--- Begin ---
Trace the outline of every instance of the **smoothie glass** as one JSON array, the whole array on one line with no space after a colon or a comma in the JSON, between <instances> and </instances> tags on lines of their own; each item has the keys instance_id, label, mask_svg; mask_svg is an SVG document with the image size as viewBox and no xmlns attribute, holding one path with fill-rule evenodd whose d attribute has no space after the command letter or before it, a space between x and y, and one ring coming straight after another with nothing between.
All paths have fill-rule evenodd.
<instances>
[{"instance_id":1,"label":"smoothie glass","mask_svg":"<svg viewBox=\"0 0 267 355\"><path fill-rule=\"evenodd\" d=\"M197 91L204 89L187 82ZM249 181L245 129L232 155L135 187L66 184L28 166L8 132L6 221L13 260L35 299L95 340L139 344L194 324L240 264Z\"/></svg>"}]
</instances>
--- End ---
__Stated task__: Copy every line verbatim.

__Solution to this exercise__:
Trace the outline of every instance of the **smoothie glass** as one JSON array, the whole array on one line with no space after a colon or a comma in the JSON, between <instances> and </instances> tags on lines of their own; each item has the keys instance_id, label, mask_svg; mask_svg is an SVG document with the image size as viewBox and no xmlns attribute, holding one path with fill-rule evenodd whose d attribute has no space after the command letter or before it, a space between x and y, and one ring coming straight after another with nothing between.
All paths have fill-rule evenodd.
<instances>
[{"instance_id":1,"label":"smoothie glass","mask_svg":"<svg viewBox=\"0 0 267 355\"><path fill-rule=\"evenodd\" d=\"M197 91L204 89L187 82ZM249 181L245 129L232 155L135 187L66 184L28 166L8 132L6 221L13 260L35 299L95 340L139 344L194 324L240 264Z\"/></svg>"}]
</instances>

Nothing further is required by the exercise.